* _Written problem_
Starting at the beginning of the entries below and ending with the line that contains "column 153, row 352", recast those lines as a numbered list, omitting any blank lines and leaving out the pictures.

* _Extracted material_
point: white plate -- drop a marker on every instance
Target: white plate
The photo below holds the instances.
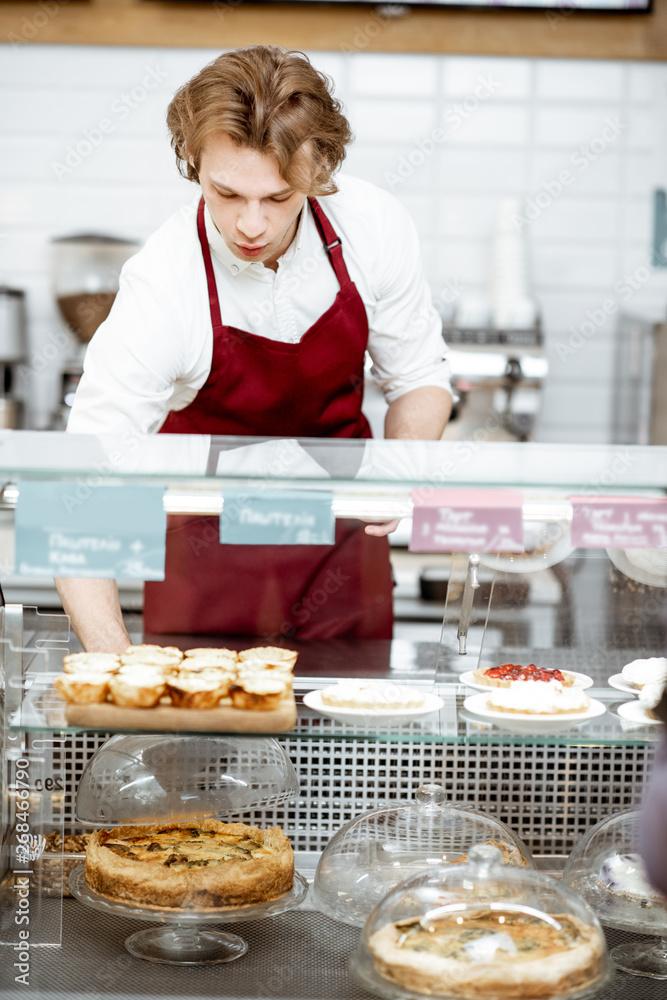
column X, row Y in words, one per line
column 632, row 711
column 543, row 551
column 624, row 562
column 619, row 682
column 376, row 717
column 522, row 722
column 580, row 680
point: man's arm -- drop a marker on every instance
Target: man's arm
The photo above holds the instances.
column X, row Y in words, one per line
column 94, row 610
column 419, row 415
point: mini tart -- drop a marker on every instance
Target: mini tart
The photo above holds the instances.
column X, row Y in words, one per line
column 540, row 961
column 373, row 695
column 198, row 690
column 137, row 689
column 150, row 657
column 258, row 692
column 83, row 688
column 148, row 648
column 269, row 654
column 254, row 668
column 202, row 668
column 205, row 865
column 491, row 676
column 213, row 655
column 102, row 663
column 537, row 698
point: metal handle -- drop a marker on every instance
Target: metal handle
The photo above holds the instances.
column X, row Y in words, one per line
column 472, row 584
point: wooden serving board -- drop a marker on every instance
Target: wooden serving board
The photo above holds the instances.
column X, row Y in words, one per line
column 166, row 718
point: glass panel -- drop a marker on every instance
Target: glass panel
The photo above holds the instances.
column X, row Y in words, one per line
column 323, row 462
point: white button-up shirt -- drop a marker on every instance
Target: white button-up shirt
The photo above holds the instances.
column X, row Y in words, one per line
column 153, row 352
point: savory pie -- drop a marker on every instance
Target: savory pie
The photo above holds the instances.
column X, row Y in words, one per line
column 501, row 953
column 205, row 865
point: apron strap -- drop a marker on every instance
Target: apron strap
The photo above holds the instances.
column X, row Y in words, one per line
column 331, row 242
column 213, row 301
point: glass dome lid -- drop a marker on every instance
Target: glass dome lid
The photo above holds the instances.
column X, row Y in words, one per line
column 378, row 849
column 169, row 778
column 482, row 929
column 606, row 868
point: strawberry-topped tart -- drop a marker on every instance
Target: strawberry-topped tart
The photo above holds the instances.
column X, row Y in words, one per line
column 507, row 673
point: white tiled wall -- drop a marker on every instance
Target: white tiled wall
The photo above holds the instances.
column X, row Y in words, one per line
column 532, row 119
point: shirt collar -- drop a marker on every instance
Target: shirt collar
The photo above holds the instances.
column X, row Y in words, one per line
column 220, row 249
column 235, row 266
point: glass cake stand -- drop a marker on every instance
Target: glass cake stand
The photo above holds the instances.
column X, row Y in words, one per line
column 182, row 940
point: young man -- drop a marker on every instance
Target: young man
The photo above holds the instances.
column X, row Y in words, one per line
column 251, row 315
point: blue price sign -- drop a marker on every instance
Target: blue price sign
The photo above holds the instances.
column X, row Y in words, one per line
column 75, row 529
column 277, row 517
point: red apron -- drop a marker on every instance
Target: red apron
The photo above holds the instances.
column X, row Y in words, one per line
column 261, row 387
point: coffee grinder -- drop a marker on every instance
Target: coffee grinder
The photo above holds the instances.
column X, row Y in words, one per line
column 86, row 270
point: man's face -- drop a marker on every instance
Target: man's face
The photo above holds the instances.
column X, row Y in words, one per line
column 253, row 207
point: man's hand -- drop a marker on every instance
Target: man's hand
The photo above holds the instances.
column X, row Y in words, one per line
column 94, row 611
column 385, row 528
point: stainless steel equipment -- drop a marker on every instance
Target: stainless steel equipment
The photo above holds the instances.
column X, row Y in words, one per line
column 12, row 353
column 499, row 376
column 86, row 270
column 639, row 412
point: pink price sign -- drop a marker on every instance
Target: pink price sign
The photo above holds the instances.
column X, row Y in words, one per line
column 467, row 521
column 619, row 523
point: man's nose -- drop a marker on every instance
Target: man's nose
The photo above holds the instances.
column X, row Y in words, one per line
column 251, row 222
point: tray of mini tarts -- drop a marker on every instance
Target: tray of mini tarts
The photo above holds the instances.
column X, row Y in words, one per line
column 234, row 883
column 154, row 688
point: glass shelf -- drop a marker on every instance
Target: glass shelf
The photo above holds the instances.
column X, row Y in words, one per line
column 42, row 711
column 314, row 463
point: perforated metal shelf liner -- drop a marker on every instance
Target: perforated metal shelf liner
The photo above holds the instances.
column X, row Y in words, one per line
column 297, row 956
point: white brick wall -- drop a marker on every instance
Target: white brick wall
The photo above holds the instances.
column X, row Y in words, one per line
column 512, row 142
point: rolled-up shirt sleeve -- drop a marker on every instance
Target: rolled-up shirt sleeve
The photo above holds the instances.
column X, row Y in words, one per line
column 405, row 339
column 136, row 361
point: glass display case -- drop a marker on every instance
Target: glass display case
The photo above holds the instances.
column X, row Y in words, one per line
column 584, row 612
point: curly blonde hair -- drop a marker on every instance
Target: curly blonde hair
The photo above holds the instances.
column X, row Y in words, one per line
column 269, row 99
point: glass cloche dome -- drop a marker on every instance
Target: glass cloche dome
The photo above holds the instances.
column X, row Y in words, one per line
column 154, row 778
column 378, row 849
column 482, row 929
column 606, row 869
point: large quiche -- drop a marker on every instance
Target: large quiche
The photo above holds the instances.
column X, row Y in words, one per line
column 201, row 865
column 507, row 955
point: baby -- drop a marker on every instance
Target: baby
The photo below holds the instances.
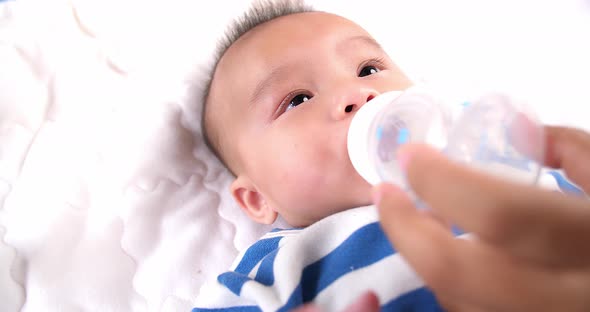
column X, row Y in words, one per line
column 285, row 87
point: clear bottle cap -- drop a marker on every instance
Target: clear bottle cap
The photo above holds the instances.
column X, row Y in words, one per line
column 494, row 134
column 387, row 122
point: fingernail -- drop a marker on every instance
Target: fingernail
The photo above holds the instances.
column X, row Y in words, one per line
column 377, row 195
column 403, row 157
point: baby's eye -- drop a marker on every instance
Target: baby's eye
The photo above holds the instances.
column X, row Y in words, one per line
column 368, row 70
column 298, row 99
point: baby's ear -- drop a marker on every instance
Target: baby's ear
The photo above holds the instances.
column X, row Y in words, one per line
column 252, row 201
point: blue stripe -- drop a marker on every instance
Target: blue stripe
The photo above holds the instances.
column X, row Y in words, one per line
column 265, row 274
column 418, row 300
column 342, row 260
column 230, row 309
column 233, row 281
column 256, row 253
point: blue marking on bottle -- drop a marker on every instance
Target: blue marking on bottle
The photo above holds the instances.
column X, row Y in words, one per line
column 565, row 185
column 379, row 133
column 403, row 136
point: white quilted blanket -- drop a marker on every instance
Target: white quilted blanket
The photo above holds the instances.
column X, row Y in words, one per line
column 109, row 200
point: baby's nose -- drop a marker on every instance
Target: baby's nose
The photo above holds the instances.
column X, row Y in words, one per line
column 350, row 105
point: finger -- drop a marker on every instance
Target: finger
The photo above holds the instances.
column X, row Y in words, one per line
column 569, row 149
column 468, row 275
column 525, row 219
column 418, row 237
column 310, row 307
column 367, row 302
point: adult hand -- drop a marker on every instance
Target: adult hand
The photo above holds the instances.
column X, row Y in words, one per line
column 531, row 247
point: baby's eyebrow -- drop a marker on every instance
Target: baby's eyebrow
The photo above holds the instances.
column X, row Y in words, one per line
column 344, row 44
column 264, row 84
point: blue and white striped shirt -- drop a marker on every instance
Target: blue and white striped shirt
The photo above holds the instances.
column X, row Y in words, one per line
column 330, row 263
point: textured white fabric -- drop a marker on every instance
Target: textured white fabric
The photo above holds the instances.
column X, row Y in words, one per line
column 108, row 199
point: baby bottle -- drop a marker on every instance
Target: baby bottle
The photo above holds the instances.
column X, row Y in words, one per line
column 492, row 133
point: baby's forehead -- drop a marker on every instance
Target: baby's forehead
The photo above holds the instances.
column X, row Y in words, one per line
column 283, row 45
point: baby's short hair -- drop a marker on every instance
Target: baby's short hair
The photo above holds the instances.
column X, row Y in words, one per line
column 260, row 12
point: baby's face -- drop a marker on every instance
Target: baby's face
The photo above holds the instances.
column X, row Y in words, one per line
column 284, row 96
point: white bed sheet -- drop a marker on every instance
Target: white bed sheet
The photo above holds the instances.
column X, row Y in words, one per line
column 109, row 200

* _Solved exercise_
1. point: white plate -- drop a marker on every instance
2. Target: white plate
3. The photo below holds the instances.
4. column X, row Y in words, one per line
5. column 632, row 711
6. column 543, row 551
7. column 624, row 562
8. column 619, row 682
9. column 376, row 717
10. column 522, row 722
11. column 580, row 680
12. point: man's arm -- drop a marker on every instance
13. Target: man's arm
14. The photo above holds the instances.
15. column X, row Y in words, one per line
16. column 94, row 610
17. column 419, row 415
18. point: mini tart -- drop a marker on every instance
19. Target: mini tart
20. The photo above holds the instances.
21. column X, row Y in words, one per line
22. column 540, row 961
23. column 373, row 695
24. column 198, row 690
25. column 137, row 689
26. column 150, row 657
27. column 258, row 692
28. column 83, row 688
29. column 148, row 648
30. column 269, row 654
31. column 254, row 668
32. column 202, row 668
33. column 205, row 865
34. column 491, row 676
35. column 213, row 655
36. column 102, row 663
37. column 537, row 698
38. point: metal handle -- drop a marker on every instance
39. Target: metal handle
40. The photo above holds the instances.
41. column X, row Y in words, one per line
42. column 472, row 584
43. point: wooden serving board -- drop a marker on every instance
44. Target: wooden serving board
45. The photo above holds the instances.
46. column X, row Y in words, one per line
47. column 166, row 718
48. point: glass panel -- drop a marker on every instance
49. Target: glass panel
50. The photo above holds the instances.
51. column X, row Y in words, one per line
52. column 323, row 462
53. point: white button-up shirt -- drop a marker on every instance
54. Target: white button-up shirt
55. The photo above holds the instances.
56. column X, row Y in words, one per line
57. column 153, row 352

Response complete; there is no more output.